Gather every line of the items below that contains the string "black", matching case exactly.

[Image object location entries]

[start]

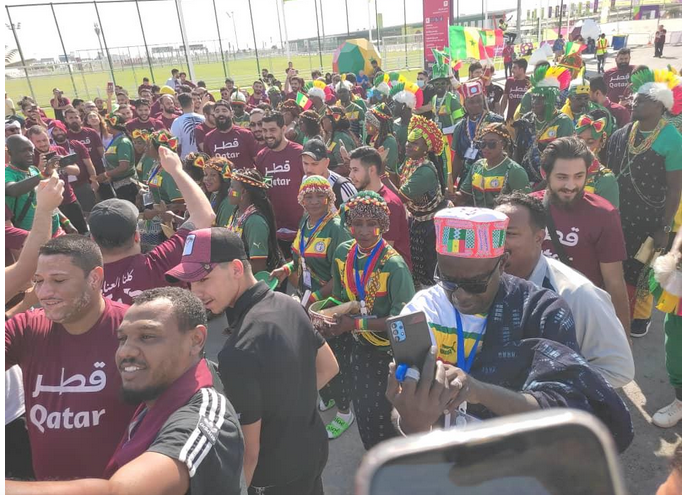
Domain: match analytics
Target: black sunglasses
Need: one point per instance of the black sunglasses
(481, 145)
(472, 287)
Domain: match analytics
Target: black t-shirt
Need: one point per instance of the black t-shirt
(205, 435)
(268, 370)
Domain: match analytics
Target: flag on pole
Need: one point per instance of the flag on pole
(492, 38)
(303, 101)
(466, 43)
(573, 47)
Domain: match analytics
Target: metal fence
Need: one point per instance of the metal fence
(81, 52)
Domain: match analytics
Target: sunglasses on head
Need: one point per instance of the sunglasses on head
(481, 145)
(470, 286)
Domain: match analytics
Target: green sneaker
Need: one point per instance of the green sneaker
(338, 426)
(322, 406)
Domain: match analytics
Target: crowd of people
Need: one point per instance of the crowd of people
(525, 220)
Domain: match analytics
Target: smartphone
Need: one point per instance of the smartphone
(550, 452)
(411, 338)
(71, 159)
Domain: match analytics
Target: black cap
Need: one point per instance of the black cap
(316, 149)
(113, 219)
(204, 249)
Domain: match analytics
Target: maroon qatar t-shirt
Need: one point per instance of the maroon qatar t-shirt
(150, 125)
(128, 277)
(398, 233)
(617, 82)
(92, 142)
(74, 413)
(590, 233)
(200, 132)
(515, 89)
(166, 121)
(68, 195)
(285, 169)
(237, 145)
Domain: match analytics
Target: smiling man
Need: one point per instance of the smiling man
(66, 353)
(497, 330)
(184, 436)
(584, 229)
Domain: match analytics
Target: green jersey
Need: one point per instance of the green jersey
(604, 183)
(356, 116)
(17, 205)
(120, 150)
(334, 146)
(319, 249)
(388, 289)
(485, 184)
(253, 228)
(161, 183)
(447, 111)
(400, 133)
(223, 211)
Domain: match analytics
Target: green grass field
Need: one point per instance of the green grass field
(90, 84)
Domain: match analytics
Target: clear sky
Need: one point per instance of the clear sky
(39, 39)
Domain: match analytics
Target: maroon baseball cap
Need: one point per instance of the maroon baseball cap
(204, 249)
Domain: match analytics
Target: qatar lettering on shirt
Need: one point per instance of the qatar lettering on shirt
(237, 145)
(74, 414)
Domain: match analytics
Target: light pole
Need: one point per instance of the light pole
(234, 26)
(101, 50)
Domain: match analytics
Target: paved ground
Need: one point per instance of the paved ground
(645, 463)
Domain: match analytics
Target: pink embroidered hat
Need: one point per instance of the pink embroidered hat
(470, 232)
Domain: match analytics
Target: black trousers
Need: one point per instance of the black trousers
(74, 213)
(372, 409)
(339, 386)
(309, 485)
(18, 464)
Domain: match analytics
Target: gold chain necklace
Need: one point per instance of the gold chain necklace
(647, 141)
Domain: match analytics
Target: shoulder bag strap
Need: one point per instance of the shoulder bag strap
(558, 247)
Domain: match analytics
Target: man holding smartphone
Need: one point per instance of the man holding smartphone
(506, 346)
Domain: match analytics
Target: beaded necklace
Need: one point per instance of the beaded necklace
(647, 141)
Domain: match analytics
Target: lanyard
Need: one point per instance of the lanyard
(154, 173)
(113, 140)
(462, 362)
(367, 269)
(310, 237)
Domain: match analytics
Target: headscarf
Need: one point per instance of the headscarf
(500, 129)
(165, 139)
(338, 117)
(421, 127)
(290, 106)
(311, 115)
(378, 114)
(368, 204)
(596, 126)
(222, 165)
(316, 183)
(196, 159)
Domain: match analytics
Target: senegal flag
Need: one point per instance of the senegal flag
(466, 42)
(491, 39)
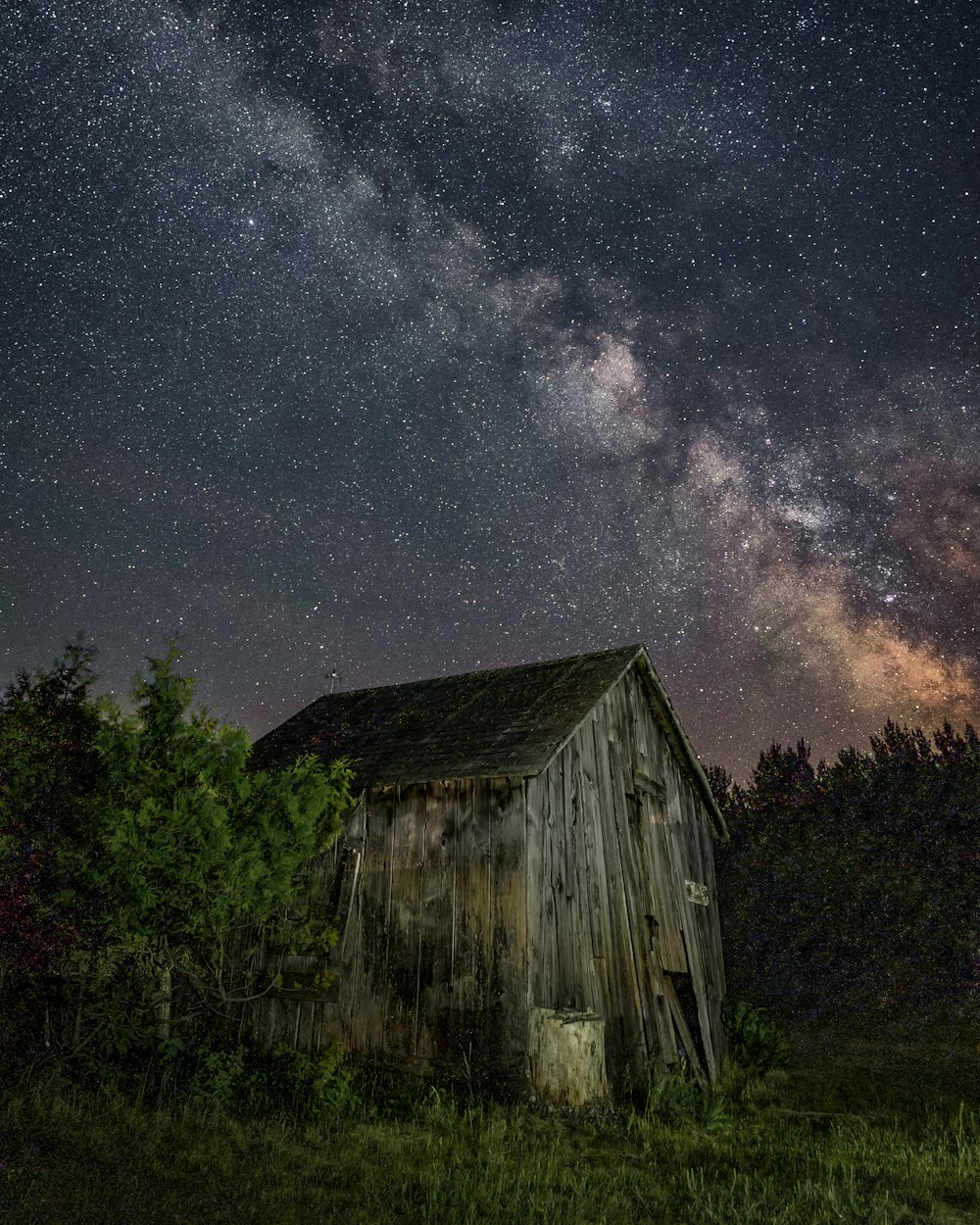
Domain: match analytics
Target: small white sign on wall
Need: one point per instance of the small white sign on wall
(697, 893)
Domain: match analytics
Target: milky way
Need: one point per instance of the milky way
(416, 338)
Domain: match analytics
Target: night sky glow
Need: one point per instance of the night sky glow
(416, 338)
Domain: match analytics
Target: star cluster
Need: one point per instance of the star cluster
(417, 337)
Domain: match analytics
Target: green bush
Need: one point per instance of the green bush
(676, 1097)
(754, 1040)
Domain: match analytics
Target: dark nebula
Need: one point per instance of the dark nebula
(416, 338)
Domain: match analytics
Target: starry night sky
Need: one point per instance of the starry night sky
(417, 337)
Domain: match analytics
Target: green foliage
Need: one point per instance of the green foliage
(676, 1097)
(754, 1039)
(853, 885)
(136, 853)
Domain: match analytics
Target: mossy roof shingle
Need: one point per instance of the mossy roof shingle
(506, 721)
(509, 720)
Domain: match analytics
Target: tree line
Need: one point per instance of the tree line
(138, 854)
(856, 885)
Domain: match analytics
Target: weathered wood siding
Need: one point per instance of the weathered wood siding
(431, 910)
(615, 828)
(465, 905)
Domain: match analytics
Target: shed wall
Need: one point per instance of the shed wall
(613, 831)
(429, 883)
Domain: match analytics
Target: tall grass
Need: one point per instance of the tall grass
(863, 1128)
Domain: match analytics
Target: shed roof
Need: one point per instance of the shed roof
(501, 721)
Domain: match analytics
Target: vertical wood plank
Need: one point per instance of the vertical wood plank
(509, 919)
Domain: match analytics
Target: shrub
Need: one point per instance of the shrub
(755, 1040)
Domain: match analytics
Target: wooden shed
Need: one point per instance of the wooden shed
(528, 843)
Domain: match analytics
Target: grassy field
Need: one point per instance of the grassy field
(866, 1127)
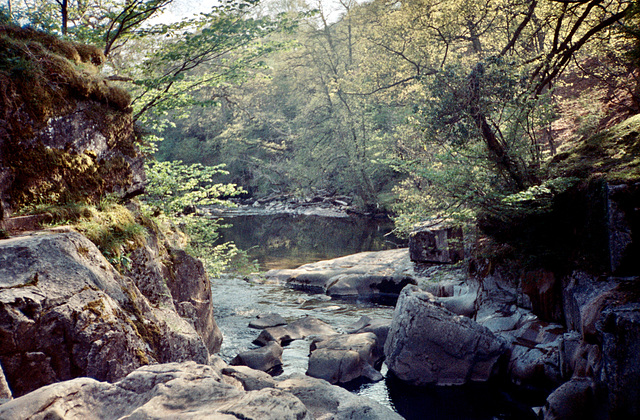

[end]

• _Response below_
Target: black sunglasses
Need: one point per instance of the black sunglasses
Target: black t-shirt
Need: one point per instance of the black t-shirt
Target: black cap
Need: one point per instance of the black cap
Target: black trousers
Need: one point per instance of the black trousers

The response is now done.